TASK INSTRUCTIONS – Please write the next part of the blog post on black powder handgun hunting, picking up after its final sentence; the listing that follows it is not part of that post.

Thursday, April 2, 2009

Black powder handgun hunting.

Many years ago I was bitten by the handgun hunting bug. I became infatuated with hunting with this type of specialized equipment and hunted as much as I could with it, where legal. When I heard that Thompson Center was coming out with a special single shot muzzle loading handgun designed for hunting I was ecstatic. TC came out with their Scout carbine and handgun in the late 1980's with the intent to satisfy a niche market. These firearms were traditionally styled exposed hammer muzzle loaders but utilized an inline ignition. I bought a 54 caliber Scout and mounted a 2x Burris scope on the gun. I liked the feel of the gun and envisioned going on some special hunts with it but never got around to it. For one thing, the gun was not all that accurate for me. I tried all kinds of loads and to make it short, the gun did not shoot well. In addition the gun was a pain to disassemble and clean properly. At that time the only alternative powder was Pyrodex and you needed to clean it almost as soon as regular black powder. After a lot of frustration at the range and the pain cleaning the gun I sold it.

After a number of years I became aware of another specialty muzzleloading handgun being made. Gordon Kahnke of Redwood Falls Minnesota makes a unique muzzleloading rifle and pistol. The Model 82 handgun is similar to the Contender handgun in that you can change barrels to different calibers and lengths. Although their website will state a limited number of barrels, in reality Gordon will make a barrel of any length you want. I bought the muzzleloading handgun , a stainless 50 caliber with a 14" barrel, with the intention of hunting whitetailed deer and other game in northern New England.

DATA RECORDS –
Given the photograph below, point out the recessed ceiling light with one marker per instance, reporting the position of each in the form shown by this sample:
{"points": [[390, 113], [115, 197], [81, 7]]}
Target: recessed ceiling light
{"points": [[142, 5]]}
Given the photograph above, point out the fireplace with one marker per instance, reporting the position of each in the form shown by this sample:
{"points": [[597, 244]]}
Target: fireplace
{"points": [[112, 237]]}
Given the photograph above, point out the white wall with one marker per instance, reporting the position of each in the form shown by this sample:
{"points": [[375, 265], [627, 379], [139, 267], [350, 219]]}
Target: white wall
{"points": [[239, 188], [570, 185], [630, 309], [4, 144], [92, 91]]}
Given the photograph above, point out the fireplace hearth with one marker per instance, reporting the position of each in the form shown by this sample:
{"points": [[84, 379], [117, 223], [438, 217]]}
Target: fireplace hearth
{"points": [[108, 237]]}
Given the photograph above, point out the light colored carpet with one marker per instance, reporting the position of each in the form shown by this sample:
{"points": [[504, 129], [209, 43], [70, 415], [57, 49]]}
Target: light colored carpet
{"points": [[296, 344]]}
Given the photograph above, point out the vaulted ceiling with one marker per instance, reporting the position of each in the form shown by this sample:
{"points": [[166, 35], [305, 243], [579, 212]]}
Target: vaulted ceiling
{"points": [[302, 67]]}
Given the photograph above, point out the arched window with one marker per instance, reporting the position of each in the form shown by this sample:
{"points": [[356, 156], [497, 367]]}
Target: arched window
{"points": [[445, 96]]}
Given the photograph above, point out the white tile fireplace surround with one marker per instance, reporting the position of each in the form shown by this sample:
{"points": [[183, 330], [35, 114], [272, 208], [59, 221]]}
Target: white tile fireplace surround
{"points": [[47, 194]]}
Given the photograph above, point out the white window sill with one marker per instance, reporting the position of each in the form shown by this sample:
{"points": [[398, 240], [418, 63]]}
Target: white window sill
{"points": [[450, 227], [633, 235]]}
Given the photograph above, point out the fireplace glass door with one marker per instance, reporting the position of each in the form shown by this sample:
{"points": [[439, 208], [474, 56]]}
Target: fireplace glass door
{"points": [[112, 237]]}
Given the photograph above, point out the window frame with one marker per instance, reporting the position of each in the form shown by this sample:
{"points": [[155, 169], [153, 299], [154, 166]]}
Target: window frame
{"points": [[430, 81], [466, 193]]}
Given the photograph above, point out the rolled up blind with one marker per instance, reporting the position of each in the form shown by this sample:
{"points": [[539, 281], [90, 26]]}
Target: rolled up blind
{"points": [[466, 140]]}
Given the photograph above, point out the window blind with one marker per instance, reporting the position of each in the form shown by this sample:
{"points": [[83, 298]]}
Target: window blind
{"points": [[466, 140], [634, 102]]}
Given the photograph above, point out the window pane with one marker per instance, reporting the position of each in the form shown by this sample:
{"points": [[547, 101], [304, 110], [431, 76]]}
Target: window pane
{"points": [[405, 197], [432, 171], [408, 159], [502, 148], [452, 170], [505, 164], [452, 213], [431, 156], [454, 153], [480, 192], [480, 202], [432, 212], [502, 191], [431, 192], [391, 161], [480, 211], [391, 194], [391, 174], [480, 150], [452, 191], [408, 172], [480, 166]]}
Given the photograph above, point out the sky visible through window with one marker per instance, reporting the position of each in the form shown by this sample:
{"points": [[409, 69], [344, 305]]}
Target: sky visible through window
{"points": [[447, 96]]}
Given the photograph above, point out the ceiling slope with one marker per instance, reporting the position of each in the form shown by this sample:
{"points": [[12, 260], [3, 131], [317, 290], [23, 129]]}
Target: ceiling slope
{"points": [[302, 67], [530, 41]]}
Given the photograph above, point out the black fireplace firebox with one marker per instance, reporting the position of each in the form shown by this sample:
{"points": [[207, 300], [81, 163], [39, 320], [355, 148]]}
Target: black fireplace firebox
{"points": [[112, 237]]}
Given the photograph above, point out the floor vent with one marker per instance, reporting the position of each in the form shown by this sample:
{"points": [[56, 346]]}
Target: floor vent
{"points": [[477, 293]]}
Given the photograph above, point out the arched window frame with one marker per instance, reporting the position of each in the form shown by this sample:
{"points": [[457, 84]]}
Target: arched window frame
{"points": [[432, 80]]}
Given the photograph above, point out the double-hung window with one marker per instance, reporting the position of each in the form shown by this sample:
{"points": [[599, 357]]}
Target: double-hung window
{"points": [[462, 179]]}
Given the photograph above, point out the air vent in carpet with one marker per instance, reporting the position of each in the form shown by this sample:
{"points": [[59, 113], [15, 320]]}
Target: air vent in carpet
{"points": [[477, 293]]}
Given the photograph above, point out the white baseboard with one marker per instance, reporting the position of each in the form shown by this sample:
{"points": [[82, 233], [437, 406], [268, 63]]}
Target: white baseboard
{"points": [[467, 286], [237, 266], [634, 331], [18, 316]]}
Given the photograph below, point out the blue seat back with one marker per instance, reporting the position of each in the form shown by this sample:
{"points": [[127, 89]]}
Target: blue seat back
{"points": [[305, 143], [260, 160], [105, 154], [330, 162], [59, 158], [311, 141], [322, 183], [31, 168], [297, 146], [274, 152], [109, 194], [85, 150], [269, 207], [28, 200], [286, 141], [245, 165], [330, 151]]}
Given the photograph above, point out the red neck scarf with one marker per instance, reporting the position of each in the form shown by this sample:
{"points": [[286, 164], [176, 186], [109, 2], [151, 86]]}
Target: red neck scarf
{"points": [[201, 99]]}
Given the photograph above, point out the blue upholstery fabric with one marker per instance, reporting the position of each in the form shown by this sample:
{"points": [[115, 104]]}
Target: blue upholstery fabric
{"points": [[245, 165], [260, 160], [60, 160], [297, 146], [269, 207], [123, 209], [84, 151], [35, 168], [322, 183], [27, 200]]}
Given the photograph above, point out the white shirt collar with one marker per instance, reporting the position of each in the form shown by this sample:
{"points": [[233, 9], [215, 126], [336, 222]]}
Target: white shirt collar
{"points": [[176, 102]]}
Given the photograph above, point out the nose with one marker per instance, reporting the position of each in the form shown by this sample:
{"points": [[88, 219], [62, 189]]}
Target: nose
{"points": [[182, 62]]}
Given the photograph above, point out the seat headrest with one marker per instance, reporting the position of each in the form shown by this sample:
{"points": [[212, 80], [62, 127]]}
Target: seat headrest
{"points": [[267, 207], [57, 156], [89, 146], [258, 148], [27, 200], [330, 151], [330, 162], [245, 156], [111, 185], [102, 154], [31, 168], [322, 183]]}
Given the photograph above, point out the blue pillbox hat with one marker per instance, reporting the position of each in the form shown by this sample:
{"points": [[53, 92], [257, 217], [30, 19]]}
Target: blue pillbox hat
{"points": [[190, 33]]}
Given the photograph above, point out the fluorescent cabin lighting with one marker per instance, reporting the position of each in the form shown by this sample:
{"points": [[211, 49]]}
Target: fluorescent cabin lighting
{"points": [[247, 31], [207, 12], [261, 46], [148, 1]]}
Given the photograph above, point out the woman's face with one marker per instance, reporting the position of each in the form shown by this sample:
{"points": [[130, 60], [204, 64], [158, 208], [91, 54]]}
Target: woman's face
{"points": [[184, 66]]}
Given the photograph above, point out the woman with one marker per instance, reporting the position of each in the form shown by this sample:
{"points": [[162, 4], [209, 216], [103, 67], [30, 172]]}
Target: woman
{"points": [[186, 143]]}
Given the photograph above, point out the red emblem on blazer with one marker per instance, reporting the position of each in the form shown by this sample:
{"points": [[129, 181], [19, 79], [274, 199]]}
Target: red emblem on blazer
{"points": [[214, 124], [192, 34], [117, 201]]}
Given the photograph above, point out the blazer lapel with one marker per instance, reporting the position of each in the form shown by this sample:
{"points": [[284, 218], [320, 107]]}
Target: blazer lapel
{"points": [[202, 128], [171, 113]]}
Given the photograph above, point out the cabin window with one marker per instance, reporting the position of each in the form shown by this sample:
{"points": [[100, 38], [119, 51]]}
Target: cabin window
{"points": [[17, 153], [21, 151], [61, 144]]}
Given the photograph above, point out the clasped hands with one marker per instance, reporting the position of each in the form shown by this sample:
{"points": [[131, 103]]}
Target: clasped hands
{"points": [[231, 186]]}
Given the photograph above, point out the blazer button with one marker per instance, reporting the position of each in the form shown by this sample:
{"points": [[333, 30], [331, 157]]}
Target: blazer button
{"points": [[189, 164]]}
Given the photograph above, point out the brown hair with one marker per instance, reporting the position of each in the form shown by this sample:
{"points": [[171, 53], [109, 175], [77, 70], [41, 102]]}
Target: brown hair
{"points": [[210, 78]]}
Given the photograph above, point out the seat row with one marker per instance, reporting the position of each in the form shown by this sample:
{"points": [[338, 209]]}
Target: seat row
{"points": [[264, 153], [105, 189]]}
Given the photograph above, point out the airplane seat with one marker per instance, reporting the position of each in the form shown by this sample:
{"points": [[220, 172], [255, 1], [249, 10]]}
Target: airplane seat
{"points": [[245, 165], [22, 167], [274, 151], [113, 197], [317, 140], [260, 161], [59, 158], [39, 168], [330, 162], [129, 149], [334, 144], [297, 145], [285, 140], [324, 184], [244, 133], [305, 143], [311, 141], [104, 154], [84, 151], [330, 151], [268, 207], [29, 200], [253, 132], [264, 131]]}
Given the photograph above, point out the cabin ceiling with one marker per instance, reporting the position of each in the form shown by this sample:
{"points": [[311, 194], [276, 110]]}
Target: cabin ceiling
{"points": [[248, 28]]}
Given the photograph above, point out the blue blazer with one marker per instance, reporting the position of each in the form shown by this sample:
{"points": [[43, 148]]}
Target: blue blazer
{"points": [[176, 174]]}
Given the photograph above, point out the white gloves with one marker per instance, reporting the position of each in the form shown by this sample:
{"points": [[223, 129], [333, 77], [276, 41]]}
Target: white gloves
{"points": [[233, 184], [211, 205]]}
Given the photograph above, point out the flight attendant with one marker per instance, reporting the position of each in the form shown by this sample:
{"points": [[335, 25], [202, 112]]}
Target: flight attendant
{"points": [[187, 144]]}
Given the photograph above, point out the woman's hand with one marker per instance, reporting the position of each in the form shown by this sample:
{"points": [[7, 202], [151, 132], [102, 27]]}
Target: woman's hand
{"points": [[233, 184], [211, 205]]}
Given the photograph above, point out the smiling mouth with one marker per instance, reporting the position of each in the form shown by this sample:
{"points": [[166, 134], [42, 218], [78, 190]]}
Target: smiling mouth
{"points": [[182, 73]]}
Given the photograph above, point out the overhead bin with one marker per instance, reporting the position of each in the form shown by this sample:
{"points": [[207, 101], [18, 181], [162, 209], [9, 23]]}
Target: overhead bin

FINAL ANSWER –
The Kahnke M82 is one of the most accurate handguns I have ever owned and shot. It rivals the TC Contender in many ways regarding accuracy. The first time I hunted with the M82 was at a hunting preserve in Maine. I wanted to do some hunting at the end of the deer season but I really didn't want to drive down to Florida for wild boar. I did some net searches and discovered a preserve in northern Maine. Scott Beede is the owner and operator of Hillside Guide Service. In addition to being a guide for native Maine game he also owns a fenced in hunting preserve with several exotics residing in it. I know some people have mixed views on hunting in a preserve. My intention was to try out this handgun and to take home some meat. I knew it would not be as challenging as say stalking feral hogs in a Florida pasture but it wasn't like shooting fish in a barrel. I discovered that the wild boar at Scott's place hide in the hemlock swamps. As a rule they don't like to come out unless pressured by his dog.
I arrived late in the day and met Scott, his daughters and another young man who assisted him. I retired for the evening and slept soundly. The next day I arose to a rather chilly December morning. The temperature was in the single digits and I was glad I had prepared for the weather. I donned my Polar fleece outfit , boots and got my Kahnke M82 loaded and ready. I loaded up a 250 grain TC sabot with a 90 grain charge of H777. Later I chronographed this load at 1350 fps. So in effect I was shooting a 44 magnum.
We crossed the road to the enclosure. The area is a hemlock swamp interspersed with hardwoods and thickets for the game to live in. I was escorted to a box blind overlooking a feed station. I sat there for a couple of hours when I spotted Scott motioning me to come forth. His dog had pushed a wild boar through the area but it was in the hemlocks. He wanted me to have a crack at it.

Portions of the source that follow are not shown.